** begin Source material **

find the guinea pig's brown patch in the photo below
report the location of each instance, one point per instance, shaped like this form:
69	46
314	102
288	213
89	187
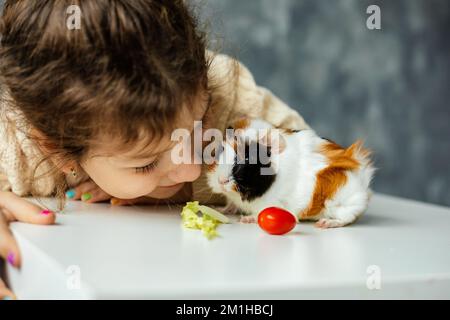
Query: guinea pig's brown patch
290	131
334	176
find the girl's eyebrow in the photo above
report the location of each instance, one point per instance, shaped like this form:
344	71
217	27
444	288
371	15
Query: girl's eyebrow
147	155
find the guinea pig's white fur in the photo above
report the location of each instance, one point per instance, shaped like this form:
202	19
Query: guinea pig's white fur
316	179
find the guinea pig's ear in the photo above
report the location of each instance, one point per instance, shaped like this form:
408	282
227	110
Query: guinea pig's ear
275	140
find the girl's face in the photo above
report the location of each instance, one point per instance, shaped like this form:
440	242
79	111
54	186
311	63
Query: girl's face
145	171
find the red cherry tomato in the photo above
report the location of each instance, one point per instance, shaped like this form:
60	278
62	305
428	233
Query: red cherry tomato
277	221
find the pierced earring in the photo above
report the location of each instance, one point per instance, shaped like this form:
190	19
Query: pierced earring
73	172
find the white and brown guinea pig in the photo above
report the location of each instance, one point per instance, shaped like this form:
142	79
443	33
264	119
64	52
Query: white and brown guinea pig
312	177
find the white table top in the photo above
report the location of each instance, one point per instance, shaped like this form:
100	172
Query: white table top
144	253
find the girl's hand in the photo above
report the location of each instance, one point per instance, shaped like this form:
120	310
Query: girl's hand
14	208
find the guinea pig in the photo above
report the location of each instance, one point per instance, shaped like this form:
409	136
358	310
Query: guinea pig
259	166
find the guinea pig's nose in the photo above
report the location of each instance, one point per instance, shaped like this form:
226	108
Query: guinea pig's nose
223	180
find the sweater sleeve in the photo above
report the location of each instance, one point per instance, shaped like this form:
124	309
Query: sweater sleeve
255	101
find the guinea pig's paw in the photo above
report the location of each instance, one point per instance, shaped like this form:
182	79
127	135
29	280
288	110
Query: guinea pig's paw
330	223
248	219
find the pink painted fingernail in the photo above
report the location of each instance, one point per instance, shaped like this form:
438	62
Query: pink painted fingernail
45	212
11	258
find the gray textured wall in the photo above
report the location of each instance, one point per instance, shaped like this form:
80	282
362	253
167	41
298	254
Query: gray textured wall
389	87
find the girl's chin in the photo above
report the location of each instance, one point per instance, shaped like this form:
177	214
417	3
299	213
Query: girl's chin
166	192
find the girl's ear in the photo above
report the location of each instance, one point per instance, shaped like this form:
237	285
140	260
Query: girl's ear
275	140
50	150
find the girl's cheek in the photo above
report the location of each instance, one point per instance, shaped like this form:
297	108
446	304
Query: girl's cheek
185	173
133	187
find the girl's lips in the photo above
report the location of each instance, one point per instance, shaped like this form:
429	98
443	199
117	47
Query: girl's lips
172	186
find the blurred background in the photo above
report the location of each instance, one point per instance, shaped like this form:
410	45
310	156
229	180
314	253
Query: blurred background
390	87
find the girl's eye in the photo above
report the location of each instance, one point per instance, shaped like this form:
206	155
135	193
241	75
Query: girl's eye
148	168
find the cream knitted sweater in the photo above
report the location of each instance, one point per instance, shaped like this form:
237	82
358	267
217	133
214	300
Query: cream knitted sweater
235	94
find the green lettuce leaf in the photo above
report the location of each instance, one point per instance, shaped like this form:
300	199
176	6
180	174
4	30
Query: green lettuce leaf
207	223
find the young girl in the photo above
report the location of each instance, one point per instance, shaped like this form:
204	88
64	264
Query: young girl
88	112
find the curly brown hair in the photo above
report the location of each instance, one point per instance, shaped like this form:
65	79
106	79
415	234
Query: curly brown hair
125	72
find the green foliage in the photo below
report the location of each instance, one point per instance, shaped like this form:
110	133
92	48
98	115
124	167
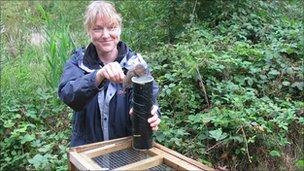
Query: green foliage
254	83
249	55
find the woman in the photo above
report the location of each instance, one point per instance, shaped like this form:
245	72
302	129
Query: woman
92	79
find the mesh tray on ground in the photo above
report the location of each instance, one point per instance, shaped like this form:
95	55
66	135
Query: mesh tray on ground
124	157
118	154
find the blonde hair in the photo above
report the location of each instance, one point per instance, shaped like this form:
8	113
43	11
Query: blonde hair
101	9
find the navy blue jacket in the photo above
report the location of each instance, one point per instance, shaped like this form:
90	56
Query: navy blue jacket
97	109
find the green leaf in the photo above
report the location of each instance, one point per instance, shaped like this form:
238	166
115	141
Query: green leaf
217	134
275	153
273	72
300	164
27	138
285	83
38	160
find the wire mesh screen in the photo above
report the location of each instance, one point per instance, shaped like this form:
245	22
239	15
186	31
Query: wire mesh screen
120	158
125	157
161	167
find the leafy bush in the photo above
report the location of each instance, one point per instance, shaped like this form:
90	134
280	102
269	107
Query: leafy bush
255	88
231	78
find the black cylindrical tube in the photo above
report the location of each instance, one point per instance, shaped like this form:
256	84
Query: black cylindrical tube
142	105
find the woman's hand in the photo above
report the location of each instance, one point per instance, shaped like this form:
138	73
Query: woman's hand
154	120
112	72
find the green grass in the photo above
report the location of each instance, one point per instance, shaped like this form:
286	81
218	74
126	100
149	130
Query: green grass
250	57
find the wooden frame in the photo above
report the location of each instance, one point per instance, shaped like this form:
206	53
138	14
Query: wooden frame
81	157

** end Source material **

** Written exercise **
Please rewrite all the rows above, replacing "photo" with "image" and keeping everything else the same. Leave the pictures out of your answer.

** Exercise answer **
find the guinea pig's brown patch in the image below
report the location of each instance, one point per instance, shaped like this form:
69	46
314	102
288	213
89	187
Query: guinea pig's brown patch
290	131
334	176
find the girl's eyebrow in the image above
report the location of each instance, one point per instance, shaped like this form:
344	71
217	27
444	288
371	15
Query: girl's eyebrow
147	155
find the guinea pig's white fur in the image above
report the location of each instance, one point per instance, shaped like this form:
202	19
Query: guinea pig's white fur
316	179
find the guinea pig's ear in the image above
report the location of each instance, one point per instance, shaped like this form:
408	282
227	110
Query: guinea pig's ear
275	140
find the girl's face in the image above
report the location of each instance, one point per instance, shaped like this form:
440	242
79	111
54	186
311	63
Query: girl's face
145	171
find the red cherry tomato in the image above
report the location of each instance, one point per instance, shaped like this form:
60	278
62	305
428	233
Query: red cherry tomato
277	221
find the pierced earring in the image above
report the location of each instance, one point per instance, shaped like this form:
190	19
Query: pierced earring
73	172
find the white and brown guinea pig in the image above
report the location of each instance, one point per instance, shaped like this form:
142	79
443	33
264	119
64	52
Query: white and brown guinea pig
312	177
find the white table top in the image above
report the location of each instance, one point per instance, shaped like this form:
100	172
Query: white table top
144	253
find the girl's hand in the image above
report the location of each instance, one point per instance, shaped like this form:
120	310
Query: girl's hand
14	208
find the guinea pig in the image above
report the location of each instance, one point per instance, shaped like this form:
409	136
358	310
Query: guinea pig
259	166
find the guinea pig's nose in the image above
report the location of each instance, one point per instance, shaped like this form:
226	108
Query: guinea pig's nose
223	180
find the sweater sleeve in the image above
report the location of each instance, one point per instance, shaped like this form:
124	309
Query: sweater sleeve
255	101
find the guinea pig's paw in the image above
report the location of each instance, one point per instance, shaped like this form:
182	79
127	135
29	280
288	110
Query: guinea pig's paw
330	223
248	219
find the pink painted fingernail in the image above
report the location of each instance, one point per instance, shaped like this form:
438	62
Query: pink painted fingernail
45	212
11	258
find the gray textured wall in the image above
report the location of each instance, one point per instance, shaped like this form:
80	282
362	253
167	41
298	254
Query: gray textured wall
389	87
find the girl's chin in the image above
report the location of each instance, one point per instance, shaped like this form:
177	214
417	3
299	213
Query: girl's chin
166	192
find the girl's ear in the image above
report the location of each instance, one point per instance, shaped like this form:
237	285
140	260
Query: girl's ear
275	140
50	150
find the girl's cheek in the image above
report the location of each instance, one point per instance, shaped like this form:
297	108
446	304
Query: girl's cheek
185	173
133	187
find the girl's lips in the image above
report the location of each instance, one point per instance, shaped like this form:
429	98
443	199
117	47
Query: girl's lips
172	186
find the blurred background in the image above
report the location of each instance, one point per instance, shaped like this form:
410	45
310	156
229	180
314	253
Query: blurred background
390	87
find the girl's eye in the image above
report the location of each instance, one point per instance, shaped like this form:
206	155
135	193
241	75
Query: girl's eye
148	168
find the cream knitted sweater in the image above
report the location of each instance, one point per instance, shaped like this form:
237	82
358	267
217	133
214	300
Query: cream knitted sweater
235	94
find the green lettuce leaf in the image above
report the location of each instance, one point per instance, shaped like this form:
300	199
176	6
180	174
4	30
Query: green lettuce leaf
207	223
find the young girl in the image above
report the location of each instance, one point per instance, shaped like this form:
204	88
64	264
Query: young girl
88	112
find the curly brown hair in the image above
report the location of each instance, one point per instance, shaped like this form:
65	79
106	79
415	234
Query: curly brown hair
125	72
find the green foliage in the image below
report the location of each instance, one point per instance, shaped like this form:
110	133
92	48
98	115
124	167
Query: green foliage
254	83
249	55
find the woman in the image above
report the location of each instance, one point per instance, shaped like this form:
245	72
302	129
Query: woman
92	79
find the mesh tray on ground in the image above
report the location of each instance, one point per instance, shaped like this form:
95	55
66	135
Query: mesh tray on ground
124	157
118	154
find the blonde hair in the image above
report the location of each instance, one point per instance, shaped like this form:
8	113
43	11
Query: blonde hair
101	9
find the navy blue jacket in the image above
report the location of each instance, one point per instance, shaped like this form:
90	56
Query: navy blue jacket
97	109
find the green leaf in the image above
report the location of each instance, one point per instance, shaped like this form:
238	166
115	141
Query: green leaf
217	134
275	153
273	72
300	164
27	138
285	83
38	160
find the wire mesh screen in the image above
report the location of each instance, one point per instance, shaped like this form:
245	22
239	15
186	31
Query: wire mesh screen
120	158
125	157
161	167
find the leafy bush in the image above
report the location of each instance, one point per instance, shaped like this form:
90	134
280	102
269	107
Query: leafy bush
255	88
231	78
find the black cylindrical tube in the image above
report the location of each instance, one point per instance, shaped like this form:
256	84
Query: black cylindrical tube
142	105
find the woman's hand in the image above
report the location of each instance, one point per instance, shaped like this form:
138	73
Query: woman's hand
154	120
112	72
find the green grass in the image above
report the location of each instance, one point per instance, shaped like this form:
286	81
218	74
126	100
149	130
Query: green grass
250	57
find the wooden frame in the image above
report the location of each instance, one point per instance, shaped like this form:
206	53
138	14
Query: wooden frame
81	157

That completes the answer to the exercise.